抜粋文:
┄┄┄┄┄┄┄┄┄┄┄┄┄┄┄┄┄┄┄┄

民主主義の条件(著:砂原庸介)、熟議が壊れるとき(著:キャス・サンスティーン)を読みました

政治分野の本を続けて2冊読みました。1冊は「民主主義の条件」(著:砂原庸介)、もう1冊は「熟議が壊れるとき」(著:キャス・サンスティーン)。

 

「民主主義の条件」は著者の近著「分裂と統合の日本政治」を読んで、さかのぼって読んでみたくて手に取りました。 

民主主義の条件

民主主義の条件

 

同書で著者は、人々の意見を集約し物事を決めたり進めたりしていくためには「組織」が主体となることが必要であるとした上で、日本の政党を組織として確立させる制度的環境を築かなければならないと指摘しています。

自分自身は今の日本の政党は数集めに終始している印象があって、政治的主体として頼りになる存在ではないと感じていたのですが、それはそもそも政党が綱領など基本的理念をもとに組織としてまとめ上げられる存在として存立しにくい制度になっていた(もしくは組織立っていなければならないという法的要件がない)ことも背景にあってのことだったのだと気づかされました。
その意味で、選挙ごとに異なる制度を統一し、政党の組織的要件を定めて組織化が促される制度的環境を整えることは必要だし、ぜひやった方がいいと思います。

ただ、それでも引き続き疑問として残るのは、社会課題と価値観がこれだけ拡散した現在において、スタティックに政党が組織として確立したとしても人々の意見を集約しきれないのではないか、という点です。
選挙制度改革で目指されたという二大政党制は、両党が支持を拡大しようとすると互いに近似してきて意味ある選択肢にならなそうですし、その間隙をついて極端なスタンスをとる小政党が出現してくると、これまた一部の熱狂的支持者以外は全く支持できない存在で多くの人の選択肢にはなりえない。

どうも代表を選ぶという一点集中型の政治行動は、納得のいく選択を行う上で必要条件ではあっても十分条件ではないように思えるのです。

 

個人的にはこれを補うのが「熟議」であると考えていて、熟議民主主義の本も数冊読んだことがありました。

今回読んだもう一冊、「熟議が壊れるとき」(著:キャス・サンスティーン)もその熟議の限界を考察している内容かと思って選んだ本でした。

┄┄┄┄┄┄┄┄┄┄┄┄┄┄┄┄┄┄┄┄

提示資料:
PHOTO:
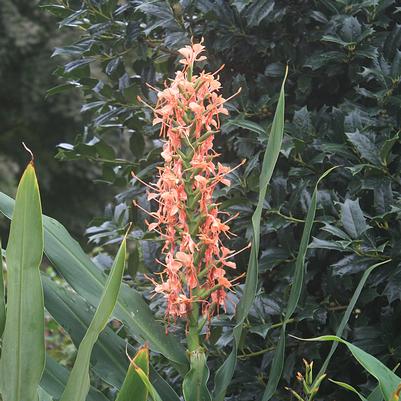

┄┄┄┄┄┄┄┄┄┄┄┄┄┄┄┄┄┄┄┄

やること:
抜粋文の次の一文を英語に訳すとどうなりますか？「どうも代表を選ぶという一点集中型の政治行動は、納得のいく選択を行う上で必要条件ではあっても十分条件ではないように思えるのです。」

解答:
Somehow, it seems to me that the single-focus political act of choosing a representative may be a necessary condition for making a satisfying choice, but not a sufficient one.